# Your instructions:
Reproduce verbatim every line of the entries below, from the line containing "The scan above contains the green" down to the line containing "[18,52,84,113]", including both of those lines.
------------------------------------------------------------
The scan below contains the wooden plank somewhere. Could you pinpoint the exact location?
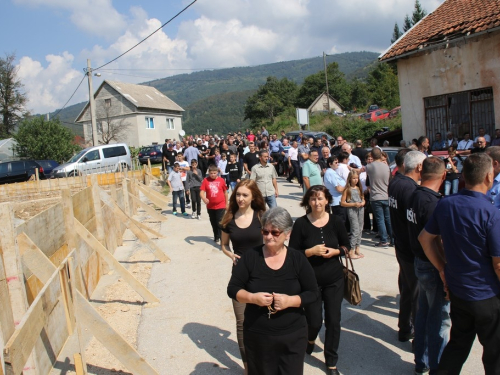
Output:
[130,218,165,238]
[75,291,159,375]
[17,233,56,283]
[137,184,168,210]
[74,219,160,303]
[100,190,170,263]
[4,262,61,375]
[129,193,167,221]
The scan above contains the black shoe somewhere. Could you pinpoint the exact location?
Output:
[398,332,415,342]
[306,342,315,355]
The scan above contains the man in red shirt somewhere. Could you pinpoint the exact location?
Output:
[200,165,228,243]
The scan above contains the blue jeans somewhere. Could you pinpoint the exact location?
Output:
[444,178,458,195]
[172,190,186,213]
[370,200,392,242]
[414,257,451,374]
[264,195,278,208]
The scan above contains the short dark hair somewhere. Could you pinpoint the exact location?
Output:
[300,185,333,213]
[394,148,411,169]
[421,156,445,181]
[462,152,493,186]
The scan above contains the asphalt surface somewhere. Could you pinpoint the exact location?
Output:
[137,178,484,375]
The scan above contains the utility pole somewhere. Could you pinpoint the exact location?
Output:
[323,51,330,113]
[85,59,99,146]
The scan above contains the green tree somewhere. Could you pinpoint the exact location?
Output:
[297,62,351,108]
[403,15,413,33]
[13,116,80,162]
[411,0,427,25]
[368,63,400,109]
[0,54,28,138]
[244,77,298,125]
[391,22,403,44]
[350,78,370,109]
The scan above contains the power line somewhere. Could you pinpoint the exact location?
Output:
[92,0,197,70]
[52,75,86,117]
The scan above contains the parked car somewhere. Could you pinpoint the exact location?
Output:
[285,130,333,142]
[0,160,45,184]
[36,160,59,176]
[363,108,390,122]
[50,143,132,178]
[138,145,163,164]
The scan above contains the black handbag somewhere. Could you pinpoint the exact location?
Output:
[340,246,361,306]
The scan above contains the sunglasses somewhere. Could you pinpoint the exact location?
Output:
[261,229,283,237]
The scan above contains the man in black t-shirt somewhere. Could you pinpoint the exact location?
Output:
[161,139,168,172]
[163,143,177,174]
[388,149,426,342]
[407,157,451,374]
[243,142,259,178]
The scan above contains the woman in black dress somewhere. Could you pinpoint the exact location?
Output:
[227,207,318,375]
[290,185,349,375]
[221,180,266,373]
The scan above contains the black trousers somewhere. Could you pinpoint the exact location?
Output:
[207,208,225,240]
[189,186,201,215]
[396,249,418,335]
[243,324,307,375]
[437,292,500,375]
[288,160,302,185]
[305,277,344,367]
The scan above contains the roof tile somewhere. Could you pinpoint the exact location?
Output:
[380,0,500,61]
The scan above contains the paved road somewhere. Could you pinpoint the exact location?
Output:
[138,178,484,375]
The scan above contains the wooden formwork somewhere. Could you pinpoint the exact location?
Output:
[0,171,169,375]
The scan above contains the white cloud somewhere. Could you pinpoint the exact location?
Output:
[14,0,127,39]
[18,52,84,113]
------------------------------------------------------------
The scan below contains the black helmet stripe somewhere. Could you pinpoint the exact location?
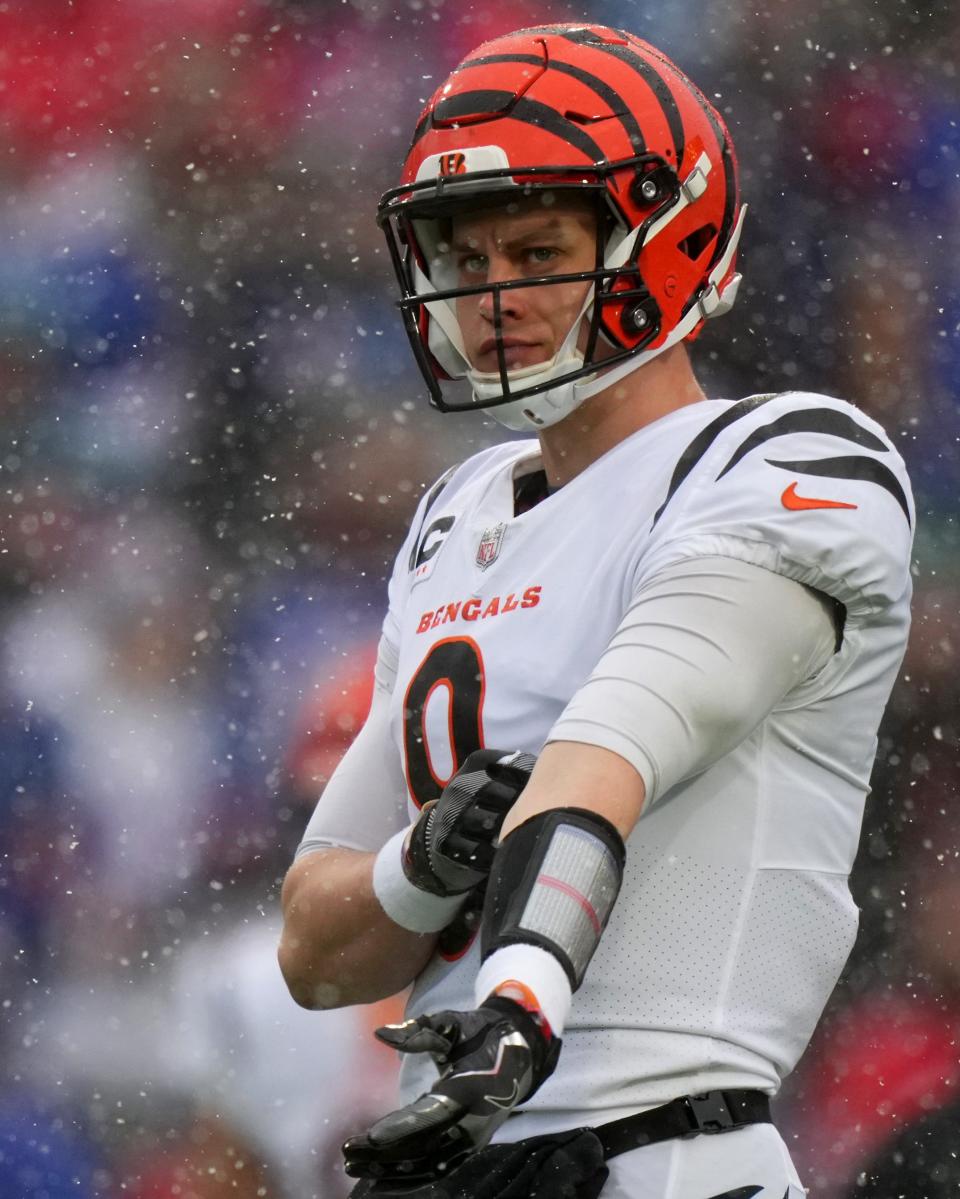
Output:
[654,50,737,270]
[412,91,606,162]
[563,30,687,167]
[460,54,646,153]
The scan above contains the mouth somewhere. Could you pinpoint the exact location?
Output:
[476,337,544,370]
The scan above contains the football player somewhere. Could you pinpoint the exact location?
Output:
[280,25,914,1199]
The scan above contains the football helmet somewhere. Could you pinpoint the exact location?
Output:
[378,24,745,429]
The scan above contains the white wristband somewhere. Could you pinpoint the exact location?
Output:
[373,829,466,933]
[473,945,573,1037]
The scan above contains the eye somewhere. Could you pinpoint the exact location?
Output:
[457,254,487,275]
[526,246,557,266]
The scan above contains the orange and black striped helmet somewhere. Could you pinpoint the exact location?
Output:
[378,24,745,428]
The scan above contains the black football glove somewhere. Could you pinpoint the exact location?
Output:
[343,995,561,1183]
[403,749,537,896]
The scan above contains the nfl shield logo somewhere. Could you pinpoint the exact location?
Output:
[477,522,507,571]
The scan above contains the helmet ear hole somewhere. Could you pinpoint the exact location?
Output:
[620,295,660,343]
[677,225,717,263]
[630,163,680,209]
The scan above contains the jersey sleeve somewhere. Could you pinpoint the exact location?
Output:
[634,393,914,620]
------------------------------------------------------------
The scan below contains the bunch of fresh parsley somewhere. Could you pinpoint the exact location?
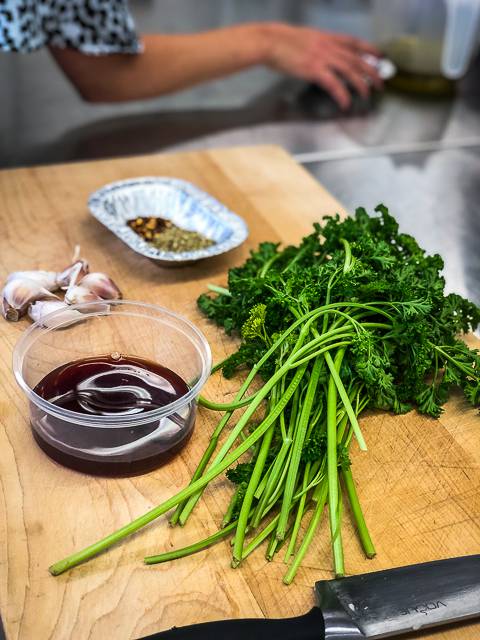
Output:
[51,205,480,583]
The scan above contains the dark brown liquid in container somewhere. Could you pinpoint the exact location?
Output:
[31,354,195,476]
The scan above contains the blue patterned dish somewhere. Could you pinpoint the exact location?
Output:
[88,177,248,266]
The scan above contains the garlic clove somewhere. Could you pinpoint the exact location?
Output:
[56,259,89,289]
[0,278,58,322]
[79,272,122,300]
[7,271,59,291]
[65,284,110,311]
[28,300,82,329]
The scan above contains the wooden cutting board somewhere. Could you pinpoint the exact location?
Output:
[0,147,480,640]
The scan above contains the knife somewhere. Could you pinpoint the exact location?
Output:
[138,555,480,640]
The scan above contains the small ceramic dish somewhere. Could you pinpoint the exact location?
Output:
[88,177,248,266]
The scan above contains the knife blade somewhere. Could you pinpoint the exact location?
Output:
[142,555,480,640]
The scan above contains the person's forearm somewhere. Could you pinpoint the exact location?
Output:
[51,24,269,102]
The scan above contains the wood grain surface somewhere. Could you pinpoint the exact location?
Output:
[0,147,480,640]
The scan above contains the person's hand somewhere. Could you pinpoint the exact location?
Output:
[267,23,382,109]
------------------------------------------------------------
# Written answer:
The scan above contains the green tree somewhere. Could you pinpoint the exact location?
Output:
[297,62,351,108]
[403,15,413,33]
[13,116,80,162]
[411,0,427,25]
[368,63,400,109]
[0,54,28,138]
[244,77,298,125]
[391,22,403,44]
[350,78,370,109]
The scan above contains the power line somewhere. Could you pinpoint the exact location?
Output:
[92,0,197,70]
[52,75,86,117]
The scan above contains the parked car somewhere. Could you pinpoint the exact location?
Output:
[285,130,333,142]
[0,160,45,184]
[36,160,59,176]
[363,108,390,122]
[50,143,132,178]
[138,145,163,164]
The scan above contains the black handbag somewhere. Could you pinpoint the exact location?
Output:
[340,246,361,306]
The scan above contains the sunglasses somewhere. Could you pinpoint the exact location?
Output:
[261,229,283,237]
The scan above contains the man in black t-shirt somewhere. Could you pinpoint the exact location?
Output:
[161,139,168,172]
[163,143,177,174]
[388,149,426,342]
[407,157,451,374]
[243,142,259,178]
The scan above contains the woman in black dress somewhere. Could you pinpoint the exact location?
Output:
[227,207,318,375]
[290,185,349,375]
[221,180,266,373]
The scan above contains the black trousers somewhere. Could you pinpoint the exact location?
Output:
[207,208,225,240]
[189,186,201,215]
[396,249,418,335]
[243,324,307,375]
[437,292,500,375]
[288,160,302,185]
[305,277,344,367]
The scan above contains the roof tile somewhere. Could you pinpoint the exact location?
Output:
[380,0,500,61]
The scan above contains the paved road somewhere. Could you pinpoint the exact location?
Output:
[138,178,484,375]
The scan above contains the wooden formwork somewhere. Could you pinpoint the exact location?
Output:
[0,171,169,375]
The scan above contains the white cloud somewhere. Could you pinpoint the exact location?
Output:
[14,0,127,39]
[18,52,84,113]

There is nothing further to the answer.